SHORT TASK:
Please gather every line of the material below that contains the word "purple". Case counts.

= = = = =

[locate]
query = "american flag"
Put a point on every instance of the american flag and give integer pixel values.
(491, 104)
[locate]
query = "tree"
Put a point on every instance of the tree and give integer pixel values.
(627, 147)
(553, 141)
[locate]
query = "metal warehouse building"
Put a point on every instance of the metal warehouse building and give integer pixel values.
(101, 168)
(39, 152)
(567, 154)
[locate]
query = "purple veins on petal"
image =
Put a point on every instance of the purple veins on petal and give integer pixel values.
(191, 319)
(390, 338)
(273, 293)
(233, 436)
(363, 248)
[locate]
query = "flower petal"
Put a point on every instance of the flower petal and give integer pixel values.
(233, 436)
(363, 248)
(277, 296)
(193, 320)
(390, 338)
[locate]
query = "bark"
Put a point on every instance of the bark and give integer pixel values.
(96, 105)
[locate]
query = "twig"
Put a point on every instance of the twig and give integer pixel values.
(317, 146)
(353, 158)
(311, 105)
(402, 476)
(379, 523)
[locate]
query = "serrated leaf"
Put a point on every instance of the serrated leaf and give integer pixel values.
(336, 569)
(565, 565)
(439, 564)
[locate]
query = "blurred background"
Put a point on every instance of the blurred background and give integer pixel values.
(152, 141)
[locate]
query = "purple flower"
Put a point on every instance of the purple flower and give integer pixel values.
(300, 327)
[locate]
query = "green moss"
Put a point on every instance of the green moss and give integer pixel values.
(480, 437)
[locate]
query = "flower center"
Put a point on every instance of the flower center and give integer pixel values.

= = = = =

WORKED SOLUTION:
query = "purple veins on petal"
Put a point on every instance of the purple veins on petal and give integer pixel values.
query = "purple flower"
Put a point on every instance of the purple flower and give integer pixel values.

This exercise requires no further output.